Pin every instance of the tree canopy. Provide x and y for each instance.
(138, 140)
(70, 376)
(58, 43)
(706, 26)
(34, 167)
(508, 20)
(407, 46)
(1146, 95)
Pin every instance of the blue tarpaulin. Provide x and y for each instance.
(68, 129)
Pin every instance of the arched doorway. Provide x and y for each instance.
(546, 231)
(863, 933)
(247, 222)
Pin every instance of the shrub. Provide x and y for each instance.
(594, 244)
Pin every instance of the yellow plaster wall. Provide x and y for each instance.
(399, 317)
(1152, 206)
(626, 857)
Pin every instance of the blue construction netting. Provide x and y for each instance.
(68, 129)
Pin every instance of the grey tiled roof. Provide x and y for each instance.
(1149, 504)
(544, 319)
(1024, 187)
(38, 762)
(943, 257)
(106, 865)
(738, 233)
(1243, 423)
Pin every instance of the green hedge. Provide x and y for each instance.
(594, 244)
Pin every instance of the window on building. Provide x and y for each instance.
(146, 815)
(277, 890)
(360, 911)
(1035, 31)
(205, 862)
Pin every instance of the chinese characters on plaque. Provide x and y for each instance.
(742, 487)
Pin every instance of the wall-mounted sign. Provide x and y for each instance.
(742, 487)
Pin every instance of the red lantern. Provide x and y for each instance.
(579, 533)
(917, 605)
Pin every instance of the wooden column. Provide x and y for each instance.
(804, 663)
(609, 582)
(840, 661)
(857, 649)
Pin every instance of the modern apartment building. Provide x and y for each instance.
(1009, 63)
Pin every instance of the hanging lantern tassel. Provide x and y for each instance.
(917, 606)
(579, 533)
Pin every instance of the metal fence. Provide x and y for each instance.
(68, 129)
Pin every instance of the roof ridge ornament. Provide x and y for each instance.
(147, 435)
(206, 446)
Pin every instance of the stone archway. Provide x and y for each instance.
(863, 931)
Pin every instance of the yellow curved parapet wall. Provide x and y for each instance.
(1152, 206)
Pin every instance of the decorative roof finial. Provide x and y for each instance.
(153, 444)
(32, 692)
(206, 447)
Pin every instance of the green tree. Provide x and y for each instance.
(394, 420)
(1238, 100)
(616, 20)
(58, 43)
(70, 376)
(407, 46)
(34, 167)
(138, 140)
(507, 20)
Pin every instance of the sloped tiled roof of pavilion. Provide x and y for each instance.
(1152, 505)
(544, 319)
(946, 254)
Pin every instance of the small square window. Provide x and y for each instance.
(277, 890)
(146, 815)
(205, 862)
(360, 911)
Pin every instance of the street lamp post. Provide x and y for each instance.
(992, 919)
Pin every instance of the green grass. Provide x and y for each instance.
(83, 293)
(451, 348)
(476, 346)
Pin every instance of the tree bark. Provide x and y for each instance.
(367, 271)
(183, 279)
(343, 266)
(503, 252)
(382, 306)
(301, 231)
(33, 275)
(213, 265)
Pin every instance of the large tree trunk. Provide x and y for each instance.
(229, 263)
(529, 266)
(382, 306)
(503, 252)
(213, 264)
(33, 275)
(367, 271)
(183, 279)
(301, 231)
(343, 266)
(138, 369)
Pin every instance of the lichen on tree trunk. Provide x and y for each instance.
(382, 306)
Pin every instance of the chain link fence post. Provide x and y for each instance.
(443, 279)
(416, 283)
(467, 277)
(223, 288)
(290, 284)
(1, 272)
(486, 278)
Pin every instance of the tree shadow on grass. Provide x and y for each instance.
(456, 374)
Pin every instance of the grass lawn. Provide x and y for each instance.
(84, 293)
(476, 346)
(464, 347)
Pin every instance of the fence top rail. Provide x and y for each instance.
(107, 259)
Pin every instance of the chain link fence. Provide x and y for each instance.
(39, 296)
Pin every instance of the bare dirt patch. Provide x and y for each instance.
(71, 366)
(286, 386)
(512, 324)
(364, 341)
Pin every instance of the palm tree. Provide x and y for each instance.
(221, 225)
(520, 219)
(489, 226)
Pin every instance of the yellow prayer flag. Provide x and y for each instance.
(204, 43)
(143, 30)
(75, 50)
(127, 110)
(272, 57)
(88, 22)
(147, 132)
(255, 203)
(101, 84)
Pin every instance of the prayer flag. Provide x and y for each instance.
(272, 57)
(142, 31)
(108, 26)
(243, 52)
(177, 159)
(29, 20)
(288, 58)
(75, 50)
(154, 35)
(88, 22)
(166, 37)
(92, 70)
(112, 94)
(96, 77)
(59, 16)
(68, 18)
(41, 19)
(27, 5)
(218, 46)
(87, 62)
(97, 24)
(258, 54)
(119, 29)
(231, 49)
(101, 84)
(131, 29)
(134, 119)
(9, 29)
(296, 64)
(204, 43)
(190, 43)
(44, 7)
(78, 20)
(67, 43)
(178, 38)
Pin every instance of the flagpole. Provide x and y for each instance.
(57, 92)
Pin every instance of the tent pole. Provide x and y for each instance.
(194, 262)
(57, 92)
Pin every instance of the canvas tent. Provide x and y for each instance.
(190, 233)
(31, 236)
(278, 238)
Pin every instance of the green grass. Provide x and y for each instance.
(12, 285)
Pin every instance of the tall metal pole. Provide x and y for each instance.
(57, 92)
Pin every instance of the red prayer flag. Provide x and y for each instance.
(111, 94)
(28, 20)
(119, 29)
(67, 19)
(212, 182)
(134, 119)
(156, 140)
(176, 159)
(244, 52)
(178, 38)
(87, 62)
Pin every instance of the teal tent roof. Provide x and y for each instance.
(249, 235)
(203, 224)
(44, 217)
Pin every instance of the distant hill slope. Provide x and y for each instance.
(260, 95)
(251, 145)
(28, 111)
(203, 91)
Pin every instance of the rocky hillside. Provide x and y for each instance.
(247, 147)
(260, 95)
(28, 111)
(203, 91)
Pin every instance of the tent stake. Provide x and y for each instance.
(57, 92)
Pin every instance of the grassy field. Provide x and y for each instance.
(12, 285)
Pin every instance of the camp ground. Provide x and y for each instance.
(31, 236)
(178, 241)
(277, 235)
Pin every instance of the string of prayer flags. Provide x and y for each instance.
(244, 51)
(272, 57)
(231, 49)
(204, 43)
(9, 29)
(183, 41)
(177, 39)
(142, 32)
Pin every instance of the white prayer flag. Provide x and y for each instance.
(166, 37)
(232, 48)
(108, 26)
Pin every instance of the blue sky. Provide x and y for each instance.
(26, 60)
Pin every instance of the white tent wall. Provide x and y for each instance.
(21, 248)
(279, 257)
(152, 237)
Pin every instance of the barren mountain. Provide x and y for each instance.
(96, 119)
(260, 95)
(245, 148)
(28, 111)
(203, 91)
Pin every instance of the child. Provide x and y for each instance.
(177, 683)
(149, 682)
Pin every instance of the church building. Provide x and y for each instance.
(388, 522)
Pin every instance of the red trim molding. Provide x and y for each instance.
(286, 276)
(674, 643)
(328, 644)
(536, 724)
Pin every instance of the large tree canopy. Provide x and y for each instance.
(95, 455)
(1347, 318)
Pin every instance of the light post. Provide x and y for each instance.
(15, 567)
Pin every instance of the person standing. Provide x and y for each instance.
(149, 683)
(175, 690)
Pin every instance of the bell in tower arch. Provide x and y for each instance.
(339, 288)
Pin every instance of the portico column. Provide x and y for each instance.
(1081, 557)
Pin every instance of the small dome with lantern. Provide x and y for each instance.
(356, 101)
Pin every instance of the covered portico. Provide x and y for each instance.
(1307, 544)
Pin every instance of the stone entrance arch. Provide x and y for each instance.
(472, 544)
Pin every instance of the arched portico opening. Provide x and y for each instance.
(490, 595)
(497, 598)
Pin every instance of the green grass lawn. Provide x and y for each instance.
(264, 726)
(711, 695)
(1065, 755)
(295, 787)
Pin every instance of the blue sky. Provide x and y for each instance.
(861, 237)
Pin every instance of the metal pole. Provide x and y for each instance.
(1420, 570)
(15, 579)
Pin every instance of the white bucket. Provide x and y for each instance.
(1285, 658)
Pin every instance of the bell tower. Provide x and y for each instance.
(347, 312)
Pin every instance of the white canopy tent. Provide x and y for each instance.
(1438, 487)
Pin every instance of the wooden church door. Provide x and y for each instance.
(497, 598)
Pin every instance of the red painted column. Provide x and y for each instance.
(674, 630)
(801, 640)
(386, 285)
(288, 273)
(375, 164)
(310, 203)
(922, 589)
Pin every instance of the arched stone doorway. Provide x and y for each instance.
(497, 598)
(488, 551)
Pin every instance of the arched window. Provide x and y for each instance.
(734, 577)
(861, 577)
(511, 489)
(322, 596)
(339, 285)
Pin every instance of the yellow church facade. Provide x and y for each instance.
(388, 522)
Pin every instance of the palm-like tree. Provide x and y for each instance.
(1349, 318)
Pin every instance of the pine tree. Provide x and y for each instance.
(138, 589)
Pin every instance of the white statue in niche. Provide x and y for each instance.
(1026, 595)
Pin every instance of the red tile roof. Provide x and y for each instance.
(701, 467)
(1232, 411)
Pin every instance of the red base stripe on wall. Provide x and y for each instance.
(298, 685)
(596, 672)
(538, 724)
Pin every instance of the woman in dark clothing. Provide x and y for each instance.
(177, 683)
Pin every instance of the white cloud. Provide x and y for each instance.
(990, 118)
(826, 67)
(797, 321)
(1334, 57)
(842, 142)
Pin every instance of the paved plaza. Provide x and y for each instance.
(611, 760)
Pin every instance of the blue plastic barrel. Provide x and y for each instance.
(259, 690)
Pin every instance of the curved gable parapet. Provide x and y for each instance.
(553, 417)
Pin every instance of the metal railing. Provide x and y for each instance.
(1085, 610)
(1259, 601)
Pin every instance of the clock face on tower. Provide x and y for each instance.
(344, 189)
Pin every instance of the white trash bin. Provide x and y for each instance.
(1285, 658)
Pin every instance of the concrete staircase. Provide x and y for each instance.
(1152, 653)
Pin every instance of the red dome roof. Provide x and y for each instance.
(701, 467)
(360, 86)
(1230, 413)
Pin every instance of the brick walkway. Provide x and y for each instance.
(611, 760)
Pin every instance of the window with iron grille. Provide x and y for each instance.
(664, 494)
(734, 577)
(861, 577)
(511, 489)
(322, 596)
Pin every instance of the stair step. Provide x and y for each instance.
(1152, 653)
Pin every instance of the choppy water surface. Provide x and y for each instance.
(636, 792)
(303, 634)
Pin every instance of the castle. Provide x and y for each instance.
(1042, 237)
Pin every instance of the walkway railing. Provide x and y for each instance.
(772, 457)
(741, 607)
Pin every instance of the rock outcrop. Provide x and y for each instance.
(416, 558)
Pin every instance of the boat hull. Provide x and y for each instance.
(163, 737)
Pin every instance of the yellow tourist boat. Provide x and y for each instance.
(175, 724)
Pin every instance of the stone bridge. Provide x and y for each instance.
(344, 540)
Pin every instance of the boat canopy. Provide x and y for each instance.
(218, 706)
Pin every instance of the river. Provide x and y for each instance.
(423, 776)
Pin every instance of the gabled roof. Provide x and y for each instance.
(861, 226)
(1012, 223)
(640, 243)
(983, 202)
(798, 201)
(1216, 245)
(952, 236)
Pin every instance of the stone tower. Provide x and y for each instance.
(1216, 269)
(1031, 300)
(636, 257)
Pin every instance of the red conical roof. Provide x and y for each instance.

◇ ◇ ◇

= What to work on =
Your task is to restate, word for word, each line from the one that includes "Pin every instance of the stone tower." to the end of the records, with both ends included and nothing else.

= Solution for this task =
Pin every instance of the stone tower. Provide x and y for each instance.
(1216, 269)
(1031, 300)
(636, 257)
Pin every instance of the red conical roof. Provide x and y for each instance.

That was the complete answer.